■ TEXT:
## Start
Live television broadcast coverage of grand finals commenced in 1967 with the match being shown on all four Sydney channels. As a result, the crowd of 56,358 was the lowest seen at a grand final since the rainy 1962 St George and Wests decider.

South Sydney, led by new skipper John Sattler, began their period of dominance by downing Canterbury in a torrid 80 minutes played in bleak conditions with a light rain throughout. Taylforth and Eric Simms opened accounts with early goals, before John O'Neill barged over for a close-range try from dummy half. Canterbury's Ron Raper responded with a field-goal kicked from halfway and then Taylforth punished Souths with two successful penalty goals after firstly a clash between Kevin Ryan and O'Neill and then a scrum infringement. Canterbury led 8–5.
## End
■ PROVIDED INFORMATION:
## Start
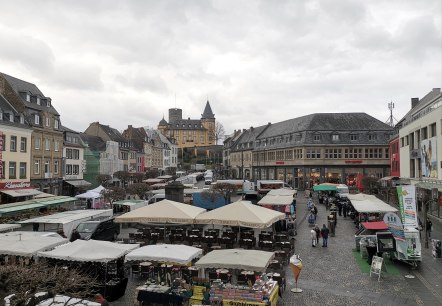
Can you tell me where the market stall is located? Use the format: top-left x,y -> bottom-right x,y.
0,231 -> 68,264
195,201 -> 285,228
19,209 -> 113,237
195,249 -> 279,306
0,223 -> 21,233
37,239 -> 139,302
126,244 -> 203,305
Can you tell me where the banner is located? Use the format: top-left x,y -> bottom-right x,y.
396,185 -> 418,228
384,212 -> 405,241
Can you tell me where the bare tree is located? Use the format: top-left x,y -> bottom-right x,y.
0,263 -> 99,306
210,183 -> 236,204
102,187 -> 126,205
126,183 -> 150,199
95,174 -> 112,187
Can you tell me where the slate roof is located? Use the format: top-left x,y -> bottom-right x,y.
0,95 -> 32,129
0,72 -> 59,115
80,133 -> 106,152
201,101 -> 215,119
99,124 -> 127,142
169,119 -> 205,130
159,116 -> 168,125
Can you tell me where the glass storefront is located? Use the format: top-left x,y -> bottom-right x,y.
324,168 -> 342,184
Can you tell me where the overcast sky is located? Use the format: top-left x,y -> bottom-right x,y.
0,0 -> 442,134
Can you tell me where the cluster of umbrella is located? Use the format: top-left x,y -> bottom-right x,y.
115,200 -> 285,228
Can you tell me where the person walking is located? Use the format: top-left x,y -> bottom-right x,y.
310,228 -> 316,247
313,224 -> 321,244
95,293 -> 110,306
321,224 -> 329,248
69,228 -> 81,242
427,218 -> 433,238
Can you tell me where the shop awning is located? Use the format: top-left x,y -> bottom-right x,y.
0,188 -> 41,197
361,221 -> 388,230
65,180 -> 92,187
0,204 -> 45,216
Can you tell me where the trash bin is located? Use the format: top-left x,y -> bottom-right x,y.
431,239 -> 442,258
327,215 -> 336,237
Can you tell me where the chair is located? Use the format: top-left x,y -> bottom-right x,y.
131,264 -> 141,278
209,272 -> 219,282
236,274 -> 248,285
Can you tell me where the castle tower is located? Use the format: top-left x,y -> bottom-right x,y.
169,108 -> 183,123
201,100 -> 216,145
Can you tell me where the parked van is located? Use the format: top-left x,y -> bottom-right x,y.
147,193 -> 166,204
77,218 -> 120,241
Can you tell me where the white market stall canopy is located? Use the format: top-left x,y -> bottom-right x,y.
267,188 -> 295,198
0,231 -> 68,257
115,200 -> 206,224
37,239 -> 140,262
195,249 -> 274,272
195,201 -> 285,228
347,193 -> 397,213
125,244 -> 203,265
75,190 -> 102,199
0,223 -> 21,233
112,200 -> 147,211
19,209 -> 113,237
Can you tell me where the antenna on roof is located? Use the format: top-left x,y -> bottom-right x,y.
386,101 -> 397,127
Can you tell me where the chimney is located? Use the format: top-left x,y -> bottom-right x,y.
411,98 -> 419,109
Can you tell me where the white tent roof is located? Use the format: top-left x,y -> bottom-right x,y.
37,239 -> 140,262
195,249 -> 274,272
0,231 -> 68,257
195,201 -> 285,228
347,193 -> 397,213
0,224 -> 21,232
20,209 -> 113,224
115,200 -> 206,224
75,190 -> 102,199
126,244 -> 203,265
88,185 -> 106,193
267,188 -> 295,197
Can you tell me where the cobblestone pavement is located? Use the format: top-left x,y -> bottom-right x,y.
112,195 -> 442,306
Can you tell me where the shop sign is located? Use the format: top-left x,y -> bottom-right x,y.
0,182 -> 31,189
344,160 -> 362,164
0,132 -> 3,178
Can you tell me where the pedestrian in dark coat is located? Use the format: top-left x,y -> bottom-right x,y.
314,224 -> 321,244
321,224 -> 329,248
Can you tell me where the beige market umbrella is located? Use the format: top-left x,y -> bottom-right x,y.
115,200 -> 206,224
195,201 -> 285,228
195,249 -> 274,272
## End
■ TASKS:
A. Answer these questions using the text about the 1967 grand final. Give each answer on its own line, marked the same way.
(i) What was the crowd figure for the match?
(ii) Who was South Sydney's new skipper?
(iii) What score did Canterbury lead by?
B. Write out part of the text about the 1967 grand final word for word. Begin at the words "Live television broadcast" and stop after "and Wests decider.".

■ FULL ANSWERS:
A.
(i) 56,358
(ii) John Sattler
(iii) 8–5

B.
Live television broadcast coverage of grand finals commenced in 1967 with the match being shown on all four Sydney channels. As a result, the crowd of 56,358 was the lowest seen at a grand final since the rainy 1962 St George and Wests decider.